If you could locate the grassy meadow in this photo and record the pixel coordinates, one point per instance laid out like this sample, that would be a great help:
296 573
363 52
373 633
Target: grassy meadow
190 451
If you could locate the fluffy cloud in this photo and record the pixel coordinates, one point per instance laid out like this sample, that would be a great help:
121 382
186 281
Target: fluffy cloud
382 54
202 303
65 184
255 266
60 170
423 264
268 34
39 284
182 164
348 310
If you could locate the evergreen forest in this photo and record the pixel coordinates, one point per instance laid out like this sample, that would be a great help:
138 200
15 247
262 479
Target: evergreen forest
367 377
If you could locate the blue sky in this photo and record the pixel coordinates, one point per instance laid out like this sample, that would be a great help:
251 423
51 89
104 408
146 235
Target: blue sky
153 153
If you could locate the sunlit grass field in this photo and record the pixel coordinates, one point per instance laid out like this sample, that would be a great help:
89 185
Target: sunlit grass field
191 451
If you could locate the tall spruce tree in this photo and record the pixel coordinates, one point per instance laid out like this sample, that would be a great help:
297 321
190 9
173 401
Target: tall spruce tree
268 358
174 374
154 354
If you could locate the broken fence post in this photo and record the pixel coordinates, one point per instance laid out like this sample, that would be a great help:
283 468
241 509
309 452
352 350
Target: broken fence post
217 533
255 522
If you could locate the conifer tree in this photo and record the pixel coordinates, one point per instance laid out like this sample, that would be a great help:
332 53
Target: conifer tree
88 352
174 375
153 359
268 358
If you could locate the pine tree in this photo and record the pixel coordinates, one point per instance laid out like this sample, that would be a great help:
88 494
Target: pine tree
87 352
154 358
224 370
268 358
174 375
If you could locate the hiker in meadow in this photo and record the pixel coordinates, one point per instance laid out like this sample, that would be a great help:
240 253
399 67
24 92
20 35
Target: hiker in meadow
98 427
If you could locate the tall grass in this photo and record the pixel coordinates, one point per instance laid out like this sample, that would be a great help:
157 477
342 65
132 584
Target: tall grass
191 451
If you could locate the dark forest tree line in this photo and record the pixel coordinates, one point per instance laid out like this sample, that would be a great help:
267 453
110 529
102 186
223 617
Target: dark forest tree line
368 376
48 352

→ **TO DO**
Reproduce all entries exactly, leaving each one whole.

→ **TASK SOLUTION**
If you could locate the grassy meadow in this photo and record the pixel coordinates, one point per instance laid out like this sample, that would be a great help:
296 573
363 52
373 633
Target: grassy meadow
190 451
If you could locate the fluffy cloud in this photo and record the pixel coordinates, one point per instance laid out like this sample, that would be a great help:
121 382
186 281
Target: fluffy cloud
382 54
202 303
65 184
255 266
60 170
423 264
268 34
39 284
182 164
348 310
If you could locate the evergreen forest in this photo and record the pixel coordinates, one point per instance laid out like this sample, that would be a great help:
138 200
15 247
262 479
Target: evergreen forest
367 377
If you could locate the blue sky in this photo and record the pixel coordinates, one point per instance laid out like this sample, that would be a great help:
251 423
51 89
104 408
146 235
Target: blue sky
153 153
If you could locate the sunlit grass field in this photo and record the pixel coordinates, one point per instance laid out like this sample, that would be a great help:
89 185
Target: sunlit grass field
191 451
If you could locate the tall spruce tree in this photo and record the pixel coordinates, one point per instance laid out like this sample, that would be a great help:
297 321
190 9
173 401
Target: tall spruce tree
268 358
174 374
154 354
If you could locate the broken fence post in this photo and record the pixel coordinates, one point per instance laid out like this sample, that would be a great help:
283 468
241 509
309 452
352 350
Target: broken fence post
217 533
255 522
If you could locate the conifer tree in this photo and record the pixel coordinates, one point per instance laid out like this sample, that would be a great help:
332 53
Target: conifer tree
88 352
174 375
153 359
268 358
If you could locate the pine tree in this photo and record the pixel coordinates, one point per instance laid out like this sample, that would be a great help:
88 494
Target: pine tree
87 352
154 358
224 370
268 358
174 375
If you could locate the hiker in meadow in this photo and record the pixel coordinates, one point per instance laid out like this sample, that would be a great help:
240 253
399 67
24 92
20 35
Target: hiker in meadow
98 427
If you could locate the tall grass in this photo and record the pixel coordinates, one point per instance laid out like this sample, that would be a great help:
157 477
342 65
132 584
Target: tall grass
191 451
If you could locate the dark forest tree line in this photo and record the pixel coordinates, one point per instance laid out like this sample, that would be a great help:
267 453
110 529
102 186
223 617
Target: dark forest tree line
368 376
48 352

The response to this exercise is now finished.